## [What to produce]
Rewrite everything from the line containing "the river is?" down to the line containing "top-left (935, 223), bottom-right (1000, 607)", both included, with every box coordinate in the answers multiplied by 1.75 and rounded to whole numbers, halves up. Keep all other text and sample coordinates in the rows unchanged, and leave the pictures out.
··· Excerpted records ···
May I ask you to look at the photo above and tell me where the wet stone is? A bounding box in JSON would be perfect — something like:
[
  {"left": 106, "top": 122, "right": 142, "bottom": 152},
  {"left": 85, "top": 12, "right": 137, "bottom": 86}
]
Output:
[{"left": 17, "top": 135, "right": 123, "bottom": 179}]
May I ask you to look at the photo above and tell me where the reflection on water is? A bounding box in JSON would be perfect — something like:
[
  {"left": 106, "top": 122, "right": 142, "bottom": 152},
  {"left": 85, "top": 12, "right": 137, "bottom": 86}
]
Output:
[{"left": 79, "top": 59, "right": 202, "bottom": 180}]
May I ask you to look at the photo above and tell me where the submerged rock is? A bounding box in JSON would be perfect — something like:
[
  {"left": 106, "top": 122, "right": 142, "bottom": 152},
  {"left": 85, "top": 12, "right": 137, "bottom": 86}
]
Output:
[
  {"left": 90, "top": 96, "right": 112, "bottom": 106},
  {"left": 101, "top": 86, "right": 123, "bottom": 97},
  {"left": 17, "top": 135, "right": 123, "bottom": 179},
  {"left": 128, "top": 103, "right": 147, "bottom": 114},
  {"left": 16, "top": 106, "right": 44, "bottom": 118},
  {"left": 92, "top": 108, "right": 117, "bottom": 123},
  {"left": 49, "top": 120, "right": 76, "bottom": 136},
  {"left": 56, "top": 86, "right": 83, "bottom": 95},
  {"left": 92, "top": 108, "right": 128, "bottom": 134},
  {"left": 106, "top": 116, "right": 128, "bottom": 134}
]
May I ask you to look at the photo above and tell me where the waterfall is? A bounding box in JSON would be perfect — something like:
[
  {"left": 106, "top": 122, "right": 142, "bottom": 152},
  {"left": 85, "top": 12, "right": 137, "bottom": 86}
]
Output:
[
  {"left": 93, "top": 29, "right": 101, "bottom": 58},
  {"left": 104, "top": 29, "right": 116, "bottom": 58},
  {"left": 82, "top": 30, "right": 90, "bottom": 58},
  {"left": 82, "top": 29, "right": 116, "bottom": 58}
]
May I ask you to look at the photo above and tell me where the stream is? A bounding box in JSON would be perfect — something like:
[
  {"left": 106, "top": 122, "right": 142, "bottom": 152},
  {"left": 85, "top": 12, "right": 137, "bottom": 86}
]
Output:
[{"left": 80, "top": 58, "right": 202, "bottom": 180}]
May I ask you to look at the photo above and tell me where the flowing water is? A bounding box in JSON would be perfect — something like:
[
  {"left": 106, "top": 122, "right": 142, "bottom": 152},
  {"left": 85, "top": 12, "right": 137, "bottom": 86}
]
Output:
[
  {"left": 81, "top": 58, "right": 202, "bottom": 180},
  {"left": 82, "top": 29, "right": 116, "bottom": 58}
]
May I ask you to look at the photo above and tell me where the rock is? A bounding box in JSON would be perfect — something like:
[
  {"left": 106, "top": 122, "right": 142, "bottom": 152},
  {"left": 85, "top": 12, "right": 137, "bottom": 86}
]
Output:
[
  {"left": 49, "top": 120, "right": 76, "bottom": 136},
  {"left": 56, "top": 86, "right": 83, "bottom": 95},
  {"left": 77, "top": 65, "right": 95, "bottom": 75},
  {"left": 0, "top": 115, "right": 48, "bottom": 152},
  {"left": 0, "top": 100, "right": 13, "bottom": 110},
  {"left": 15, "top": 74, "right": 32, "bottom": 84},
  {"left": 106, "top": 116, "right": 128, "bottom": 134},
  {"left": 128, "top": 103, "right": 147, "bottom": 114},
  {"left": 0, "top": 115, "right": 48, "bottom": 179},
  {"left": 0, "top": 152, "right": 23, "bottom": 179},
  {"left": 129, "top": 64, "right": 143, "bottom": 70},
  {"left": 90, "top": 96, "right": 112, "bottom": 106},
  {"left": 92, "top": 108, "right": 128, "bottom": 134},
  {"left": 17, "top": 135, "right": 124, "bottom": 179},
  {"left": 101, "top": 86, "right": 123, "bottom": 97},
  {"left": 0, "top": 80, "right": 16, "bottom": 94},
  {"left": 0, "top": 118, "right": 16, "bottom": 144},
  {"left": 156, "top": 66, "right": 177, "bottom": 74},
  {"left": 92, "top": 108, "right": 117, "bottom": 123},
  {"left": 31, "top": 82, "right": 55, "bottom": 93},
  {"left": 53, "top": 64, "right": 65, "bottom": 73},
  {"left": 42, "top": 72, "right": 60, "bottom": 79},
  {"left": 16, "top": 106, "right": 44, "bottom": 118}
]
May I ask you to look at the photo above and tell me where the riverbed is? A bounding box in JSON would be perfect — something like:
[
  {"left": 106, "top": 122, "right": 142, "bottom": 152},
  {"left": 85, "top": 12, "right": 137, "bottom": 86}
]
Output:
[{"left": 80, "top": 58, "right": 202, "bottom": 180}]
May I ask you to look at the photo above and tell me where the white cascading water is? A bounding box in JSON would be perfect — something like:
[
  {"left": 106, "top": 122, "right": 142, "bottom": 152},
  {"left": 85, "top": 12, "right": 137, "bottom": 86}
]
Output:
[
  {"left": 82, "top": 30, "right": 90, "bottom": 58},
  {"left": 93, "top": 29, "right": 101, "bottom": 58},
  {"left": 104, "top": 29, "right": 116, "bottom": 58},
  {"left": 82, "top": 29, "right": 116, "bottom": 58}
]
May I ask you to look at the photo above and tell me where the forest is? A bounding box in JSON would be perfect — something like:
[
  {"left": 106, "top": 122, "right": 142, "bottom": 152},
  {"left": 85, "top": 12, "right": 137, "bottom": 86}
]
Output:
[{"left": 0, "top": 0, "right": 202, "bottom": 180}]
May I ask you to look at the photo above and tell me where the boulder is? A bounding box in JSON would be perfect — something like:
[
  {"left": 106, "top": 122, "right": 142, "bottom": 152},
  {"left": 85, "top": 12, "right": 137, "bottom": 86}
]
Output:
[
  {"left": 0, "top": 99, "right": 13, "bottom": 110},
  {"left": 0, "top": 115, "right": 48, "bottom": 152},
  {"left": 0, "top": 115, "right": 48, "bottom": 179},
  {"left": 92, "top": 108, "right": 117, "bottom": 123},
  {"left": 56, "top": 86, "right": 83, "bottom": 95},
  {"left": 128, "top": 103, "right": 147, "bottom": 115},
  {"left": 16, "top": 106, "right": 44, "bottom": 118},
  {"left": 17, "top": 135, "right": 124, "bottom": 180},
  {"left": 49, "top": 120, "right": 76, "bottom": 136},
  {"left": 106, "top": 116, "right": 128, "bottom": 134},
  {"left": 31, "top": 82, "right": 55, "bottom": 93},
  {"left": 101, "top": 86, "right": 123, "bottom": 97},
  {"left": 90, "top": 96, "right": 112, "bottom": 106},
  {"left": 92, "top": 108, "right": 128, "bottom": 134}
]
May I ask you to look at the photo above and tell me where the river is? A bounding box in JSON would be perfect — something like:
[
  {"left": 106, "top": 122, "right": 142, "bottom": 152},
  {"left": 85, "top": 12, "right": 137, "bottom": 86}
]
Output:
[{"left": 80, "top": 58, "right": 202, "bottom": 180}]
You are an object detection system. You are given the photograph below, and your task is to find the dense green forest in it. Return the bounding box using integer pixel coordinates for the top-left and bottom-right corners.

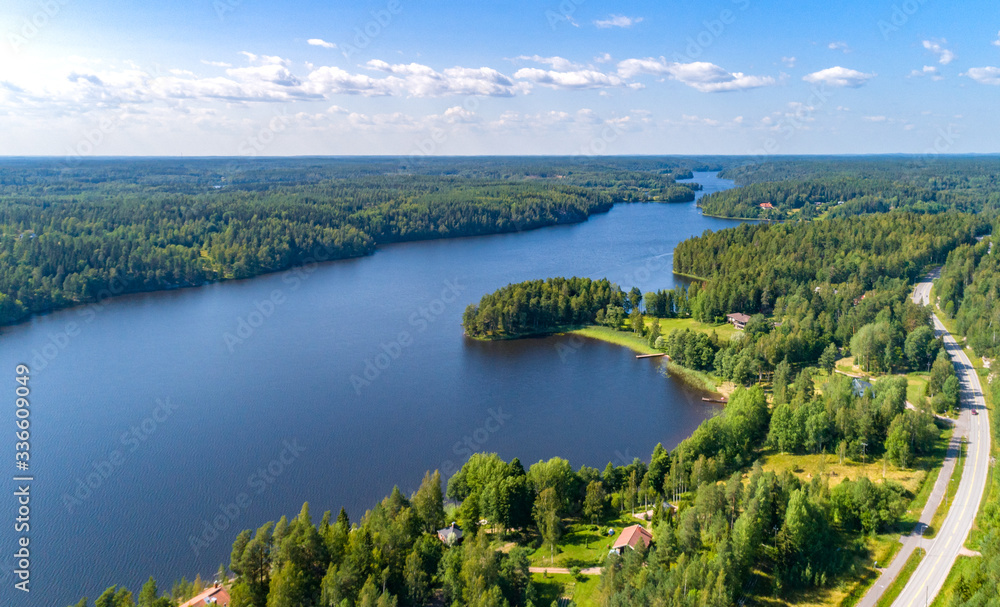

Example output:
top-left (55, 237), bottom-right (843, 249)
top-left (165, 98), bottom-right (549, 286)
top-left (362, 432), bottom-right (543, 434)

top-left (0, 159), bottom-right (699, 324)
top-left (698, 157), bottom-right (1000, 220)
top-left (935, 223), bottom-right (1000, 607)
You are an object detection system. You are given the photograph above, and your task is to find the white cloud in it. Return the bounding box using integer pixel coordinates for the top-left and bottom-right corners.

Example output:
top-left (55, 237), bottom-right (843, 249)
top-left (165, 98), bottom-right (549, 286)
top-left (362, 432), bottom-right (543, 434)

top-left (910, 65), bottom-right (944, 80)
top-left (923, 38), bottom-right (955, 65)
top-left (365, 59), bottom-right (529, 97)
top-left (513, 55), bottom-right (582, 71)
top-left (514, 67), bottom-right (628, 89)
top-left (618, 58), bottom-right (775, 93)
top-left (594, 15), bottom-right (642, 29)
top-left (306, 38), bottom-right (337, 48)
top-left (962, 66), bottom-right (1000, 86)
top-left (802, 65), bottom-right (875, 88)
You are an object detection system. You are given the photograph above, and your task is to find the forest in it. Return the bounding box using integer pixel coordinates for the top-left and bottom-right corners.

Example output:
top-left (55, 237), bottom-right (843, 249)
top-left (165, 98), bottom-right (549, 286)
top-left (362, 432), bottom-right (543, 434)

top-left (699, 157), bottom-right (1000, 221)
top-left (0, 158), bottom-right (700, 325)
top-left (70, 369), bottom-right (940, 607)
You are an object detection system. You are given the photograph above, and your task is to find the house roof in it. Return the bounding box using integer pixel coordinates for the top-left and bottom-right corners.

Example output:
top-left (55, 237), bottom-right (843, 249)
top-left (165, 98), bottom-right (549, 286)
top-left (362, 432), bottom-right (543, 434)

top-left (181, 586), bottom-right (230, 607)
top-left (612, 525), bottom-right (653, 550)
top-left (438, 523), bottom-right (462, 544)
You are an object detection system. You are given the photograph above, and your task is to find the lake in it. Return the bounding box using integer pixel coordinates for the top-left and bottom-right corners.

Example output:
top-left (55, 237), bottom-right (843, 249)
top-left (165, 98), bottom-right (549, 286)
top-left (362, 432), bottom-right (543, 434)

top-left (0, 173), bottom-right (737, 607)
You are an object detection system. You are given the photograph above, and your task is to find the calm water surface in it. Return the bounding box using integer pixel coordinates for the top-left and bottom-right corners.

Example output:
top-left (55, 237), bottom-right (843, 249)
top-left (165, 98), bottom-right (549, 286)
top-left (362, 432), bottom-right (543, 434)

top-left (0, 173), bottom-right (736, 607)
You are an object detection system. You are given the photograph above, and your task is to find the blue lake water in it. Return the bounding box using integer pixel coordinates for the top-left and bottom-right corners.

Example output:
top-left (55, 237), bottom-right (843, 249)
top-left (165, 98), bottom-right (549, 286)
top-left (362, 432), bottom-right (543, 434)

top-left (0, 173), bottom-right (737, 607)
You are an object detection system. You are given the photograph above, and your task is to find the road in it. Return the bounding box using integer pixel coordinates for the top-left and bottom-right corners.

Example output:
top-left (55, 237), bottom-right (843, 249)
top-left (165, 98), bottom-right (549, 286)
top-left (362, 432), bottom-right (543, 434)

top-left (893, 271), bottom-right (990, 607)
···
## [Written answer]
May I ask you to look at the photo above and tell me where the river is? A bounding box in JSON would be perfect — something like:
[
  {"left": 106, "top": 122, "right": 142, "bottom": 152},
  {"left": 85, "top": 12, "right": 137, "bottom": 86}
]
Output:
[{"left": 140, "top": 102, "right": 354, "bottom": 315}]
You are an object detection system. You are given the photograph below, and your task is to find the dense green forest in it. Return the bounding box using integer pixel coordinates for the top-left and bottom-right corners.


Example output:
top-left (55, 237), bottom-right (843, 249)
top-left (165, 98), bottom-right (549, 286)
top-left (362, 432), bottom-right (543, 434)

top-left (0, 278), bottom-right (1223, 567)
top-left (1222, 275), bottom-right (1750, 385)
top-left (1636, 390), bottom-right (1750, 1062)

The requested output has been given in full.